Task directions:
Look at the data below and print exactly the lines from its first line through the line with "Category: orange coupe car"; the pictures stay out of the copy.

Records to process:
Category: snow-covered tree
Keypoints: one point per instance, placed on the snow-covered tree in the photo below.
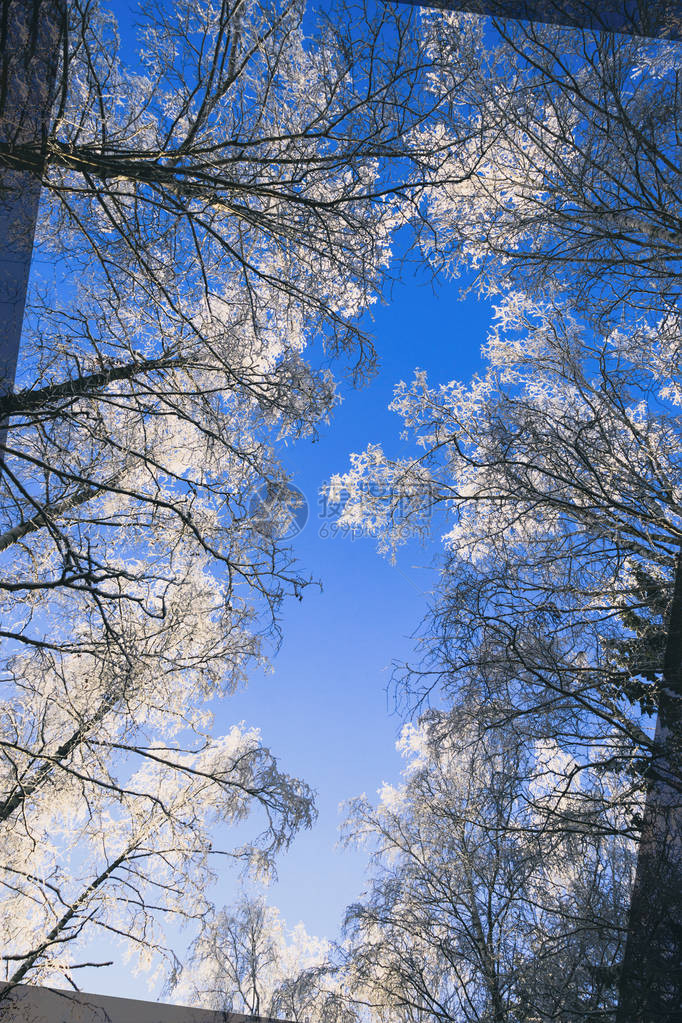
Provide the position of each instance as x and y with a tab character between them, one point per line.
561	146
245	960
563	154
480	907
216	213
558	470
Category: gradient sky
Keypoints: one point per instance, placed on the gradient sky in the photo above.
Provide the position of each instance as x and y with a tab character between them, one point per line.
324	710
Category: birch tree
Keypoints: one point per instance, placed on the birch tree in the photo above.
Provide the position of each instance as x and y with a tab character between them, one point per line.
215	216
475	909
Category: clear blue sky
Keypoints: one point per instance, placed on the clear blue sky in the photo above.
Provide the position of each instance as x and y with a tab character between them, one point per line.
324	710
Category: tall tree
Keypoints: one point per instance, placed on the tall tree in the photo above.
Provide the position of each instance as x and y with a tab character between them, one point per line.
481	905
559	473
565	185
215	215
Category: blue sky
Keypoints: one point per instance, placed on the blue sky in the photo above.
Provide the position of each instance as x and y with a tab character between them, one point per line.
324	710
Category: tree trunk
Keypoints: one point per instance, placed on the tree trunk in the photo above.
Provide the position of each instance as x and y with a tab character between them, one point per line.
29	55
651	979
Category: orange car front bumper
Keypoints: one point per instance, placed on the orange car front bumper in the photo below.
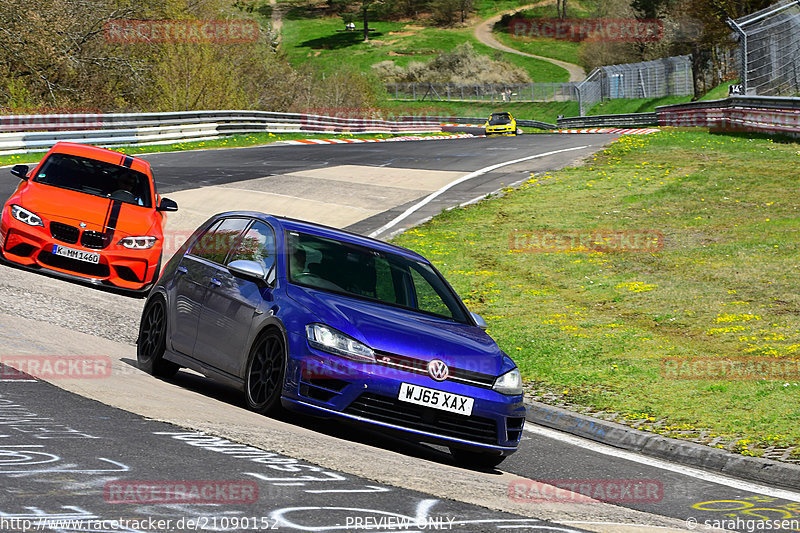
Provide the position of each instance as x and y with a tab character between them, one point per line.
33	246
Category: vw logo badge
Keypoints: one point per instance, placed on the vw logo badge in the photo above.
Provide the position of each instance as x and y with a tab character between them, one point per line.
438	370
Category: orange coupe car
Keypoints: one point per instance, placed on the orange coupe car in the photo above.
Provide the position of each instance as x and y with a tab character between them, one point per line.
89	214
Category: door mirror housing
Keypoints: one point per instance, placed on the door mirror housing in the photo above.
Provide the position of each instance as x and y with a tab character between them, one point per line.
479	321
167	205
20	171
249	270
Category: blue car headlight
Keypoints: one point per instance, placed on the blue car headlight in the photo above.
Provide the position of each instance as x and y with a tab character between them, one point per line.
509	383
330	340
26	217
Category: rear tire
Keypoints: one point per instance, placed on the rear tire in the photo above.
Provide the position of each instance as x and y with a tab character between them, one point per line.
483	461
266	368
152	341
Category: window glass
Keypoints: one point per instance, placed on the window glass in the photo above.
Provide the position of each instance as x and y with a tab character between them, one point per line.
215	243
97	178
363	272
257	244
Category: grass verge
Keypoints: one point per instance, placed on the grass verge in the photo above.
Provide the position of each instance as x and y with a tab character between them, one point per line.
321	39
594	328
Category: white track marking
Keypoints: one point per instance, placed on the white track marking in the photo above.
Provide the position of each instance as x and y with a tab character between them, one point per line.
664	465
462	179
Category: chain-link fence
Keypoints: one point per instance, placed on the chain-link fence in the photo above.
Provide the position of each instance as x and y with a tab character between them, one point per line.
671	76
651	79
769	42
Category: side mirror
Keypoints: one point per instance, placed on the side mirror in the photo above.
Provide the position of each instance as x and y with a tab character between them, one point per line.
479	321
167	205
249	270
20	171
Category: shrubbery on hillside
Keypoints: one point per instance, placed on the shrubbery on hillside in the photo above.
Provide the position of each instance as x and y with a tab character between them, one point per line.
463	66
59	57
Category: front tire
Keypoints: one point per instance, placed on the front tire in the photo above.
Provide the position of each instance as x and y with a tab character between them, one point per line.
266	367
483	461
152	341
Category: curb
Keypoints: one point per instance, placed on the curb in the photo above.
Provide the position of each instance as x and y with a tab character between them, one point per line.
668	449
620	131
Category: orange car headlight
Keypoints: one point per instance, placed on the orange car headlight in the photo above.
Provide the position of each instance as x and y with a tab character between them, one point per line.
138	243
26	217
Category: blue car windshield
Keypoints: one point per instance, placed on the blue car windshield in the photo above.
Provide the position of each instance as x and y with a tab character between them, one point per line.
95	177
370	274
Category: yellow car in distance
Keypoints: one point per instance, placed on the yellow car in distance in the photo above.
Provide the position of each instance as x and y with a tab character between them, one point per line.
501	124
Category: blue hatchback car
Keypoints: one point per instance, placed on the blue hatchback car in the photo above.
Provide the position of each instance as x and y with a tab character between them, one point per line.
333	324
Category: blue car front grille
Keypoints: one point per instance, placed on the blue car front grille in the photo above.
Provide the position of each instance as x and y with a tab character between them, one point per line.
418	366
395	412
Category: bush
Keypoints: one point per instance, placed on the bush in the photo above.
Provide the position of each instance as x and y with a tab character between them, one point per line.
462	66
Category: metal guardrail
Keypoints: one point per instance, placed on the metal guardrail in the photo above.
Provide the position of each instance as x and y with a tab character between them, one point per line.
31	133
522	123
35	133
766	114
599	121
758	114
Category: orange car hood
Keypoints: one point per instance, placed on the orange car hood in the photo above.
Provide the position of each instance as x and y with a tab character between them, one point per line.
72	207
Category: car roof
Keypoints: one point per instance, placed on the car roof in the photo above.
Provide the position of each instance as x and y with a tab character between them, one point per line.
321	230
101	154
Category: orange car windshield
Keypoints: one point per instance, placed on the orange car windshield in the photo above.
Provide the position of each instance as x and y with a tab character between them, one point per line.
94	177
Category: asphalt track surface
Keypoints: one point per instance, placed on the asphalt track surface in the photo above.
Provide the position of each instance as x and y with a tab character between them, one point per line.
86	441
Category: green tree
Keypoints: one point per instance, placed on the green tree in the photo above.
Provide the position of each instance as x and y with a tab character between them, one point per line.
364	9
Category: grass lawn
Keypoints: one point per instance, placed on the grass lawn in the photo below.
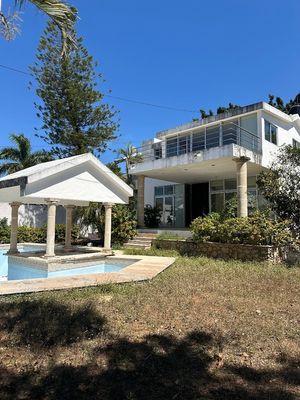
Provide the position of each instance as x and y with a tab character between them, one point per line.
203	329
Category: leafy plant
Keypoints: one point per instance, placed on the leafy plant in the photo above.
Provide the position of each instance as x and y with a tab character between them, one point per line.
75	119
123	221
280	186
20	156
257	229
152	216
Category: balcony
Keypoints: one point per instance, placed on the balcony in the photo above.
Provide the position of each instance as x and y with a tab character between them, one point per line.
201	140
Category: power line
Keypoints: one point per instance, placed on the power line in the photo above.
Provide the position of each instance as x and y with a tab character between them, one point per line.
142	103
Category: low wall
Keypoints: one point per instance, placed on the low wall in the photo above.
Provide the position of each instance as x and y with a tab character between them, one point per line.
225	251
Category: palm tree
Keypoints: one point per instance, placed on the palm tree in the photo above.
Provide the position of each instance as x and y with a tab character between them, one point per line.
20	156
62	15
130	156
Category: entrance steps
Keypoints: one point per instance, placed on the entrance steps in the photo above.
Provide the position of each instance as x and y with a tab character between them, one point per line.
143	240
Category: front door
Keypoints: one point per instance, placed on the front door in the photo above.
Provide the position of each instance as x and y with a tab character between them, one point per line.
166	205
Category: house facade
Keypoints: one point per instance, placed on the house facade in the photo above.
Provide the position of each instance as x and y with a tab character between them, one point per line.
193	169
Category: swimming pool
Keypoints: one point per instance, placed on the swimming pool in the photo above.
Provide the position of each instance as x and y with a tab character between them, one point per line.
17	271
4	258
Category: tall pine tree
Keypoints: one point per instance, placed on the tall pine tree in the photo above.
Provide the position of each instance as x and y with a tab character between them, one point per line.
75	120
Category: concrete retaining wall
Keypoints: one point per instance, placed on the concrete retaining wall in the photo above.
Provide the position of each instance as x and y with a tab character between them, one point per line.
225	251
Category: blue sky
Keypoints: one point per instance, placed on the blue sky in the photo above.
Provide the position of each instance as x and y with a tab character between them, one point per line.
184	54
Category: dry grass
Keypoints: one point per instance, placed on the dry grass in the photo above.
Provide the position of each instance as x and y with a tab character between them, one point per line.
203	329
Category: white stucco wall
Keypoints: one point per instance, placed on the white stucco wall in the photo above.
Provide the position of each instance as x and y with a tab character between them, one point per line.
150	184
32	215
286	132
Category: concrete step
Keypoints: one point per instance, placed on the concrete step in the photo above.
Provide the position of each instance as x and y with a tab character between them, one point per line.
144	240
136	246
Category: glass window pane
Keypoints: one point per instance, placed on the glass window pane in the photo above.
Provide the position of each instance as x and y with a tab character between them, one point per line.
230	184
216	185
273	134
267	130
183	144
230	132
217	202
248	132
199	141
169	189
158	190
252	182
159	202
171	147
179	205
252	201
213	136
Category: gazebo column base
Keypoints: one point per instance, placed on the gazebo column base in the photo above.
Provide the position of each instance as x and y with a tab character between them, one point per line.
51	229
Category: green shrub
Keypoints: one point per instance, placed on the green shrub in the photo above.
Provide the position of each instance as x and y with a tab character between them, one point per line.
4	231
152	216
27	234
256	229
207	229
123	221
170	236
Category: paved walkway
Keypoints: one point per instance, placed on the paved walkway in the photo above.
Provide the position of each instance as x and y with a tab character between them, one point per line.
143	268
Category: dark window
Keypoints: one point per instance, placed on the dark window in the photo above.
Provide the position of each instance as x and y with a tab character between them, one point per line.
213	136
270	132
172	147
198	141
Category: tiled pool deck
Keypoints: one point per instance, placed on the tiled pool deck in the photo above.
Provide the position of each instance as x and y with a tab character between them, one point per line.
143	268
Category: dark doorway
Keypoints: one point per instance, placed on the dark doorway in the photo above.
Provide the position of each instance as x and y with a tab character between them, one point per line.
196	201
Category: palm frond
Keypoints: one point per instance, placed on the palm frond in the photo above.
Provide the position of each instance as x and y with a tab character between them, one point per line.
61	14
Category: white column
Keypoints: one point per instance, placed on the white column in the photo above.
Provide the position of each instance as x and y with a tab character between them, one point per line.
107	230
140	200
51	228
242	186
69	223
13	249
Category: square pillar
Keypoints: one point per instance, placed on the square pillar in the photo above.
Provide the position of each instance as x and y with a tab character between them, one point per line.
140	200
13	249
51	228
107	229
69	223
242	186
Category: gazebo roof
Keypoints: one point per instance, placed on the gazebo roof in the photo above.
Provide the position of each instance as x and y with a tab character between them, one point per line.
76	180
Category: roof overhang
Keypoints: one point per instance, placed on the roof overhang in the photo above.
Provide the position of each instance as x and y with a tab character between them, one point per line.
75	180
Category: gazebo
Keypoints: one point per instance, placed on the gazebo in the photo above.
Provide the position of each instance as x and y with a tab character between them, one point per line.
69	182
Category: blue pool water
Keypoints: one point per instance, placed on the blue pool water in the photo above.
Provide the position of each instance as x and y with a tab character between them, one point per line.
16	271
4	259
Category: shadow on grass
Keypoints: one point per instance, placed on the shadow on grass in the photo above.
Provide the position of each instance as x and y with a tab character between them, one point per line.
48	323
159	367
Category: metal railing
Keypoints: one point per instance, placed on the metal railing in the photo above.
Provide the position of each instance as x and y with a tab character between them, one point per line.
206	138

Answer box:
Category: snow-covered tree
Keypoints: one point per instance, placed on the snow-covered tree in the photo below.
Provide the position of each instance as x and y with a tab character between them, one point per line.
561	146
245	960
563	154
480	907
216	213
558	470
Category: gradient sky
Keypoints: one point per instance, placed on the gradient sky in the photo above.
Provide the position of each instance as x and y with a tab character between them, one point per line.
324	710
Category: birch tree
Keypoints: one point per instance, placed on the birch tree in the photo above.
Provide the position of each instance as x and y with a tab character between them, one point per line.
215	216
475	909
Category: clear blue sky
Keypoints: one point per instance, placed on the clear blue sky in the photo above.
Provide the position of each instance as x and y with a tab character between them, one point per line.
324	710
Category: tall tree
Keypoints: one point per instance, placed on the tall tree in the photo above.
Provide the position of each instance as x and y with a tab character between them, one point per line.
481	905
559	473
565	185
215	215
Category: blue sky
Keypoints: one point per instance, placed on the blue sky in the photo above.
Provide the position of each instance as x and y with a tab character between them, one point per line.
324	710
Category: tree trunk
Keypoints: one point per instance, placed on the tree trunk in the photo above.
Provide the position of each instance as x and y with a tab character between them, one point per line.
29	55
651	979
Category: orange car front bumper
Keypoints: one point per instance, placed on the orange car front bumper in the photo below.
Provide the position of each instance as x and y with a tab character between them, one point per line.
33	246
Category: vw logo badge
Keypoints: one point per instance, placed on the vw logo badge in the photo above.
Provide the position of each instance as x and y with a tab character between them, one point per line.
438	370
Category: orange coupe car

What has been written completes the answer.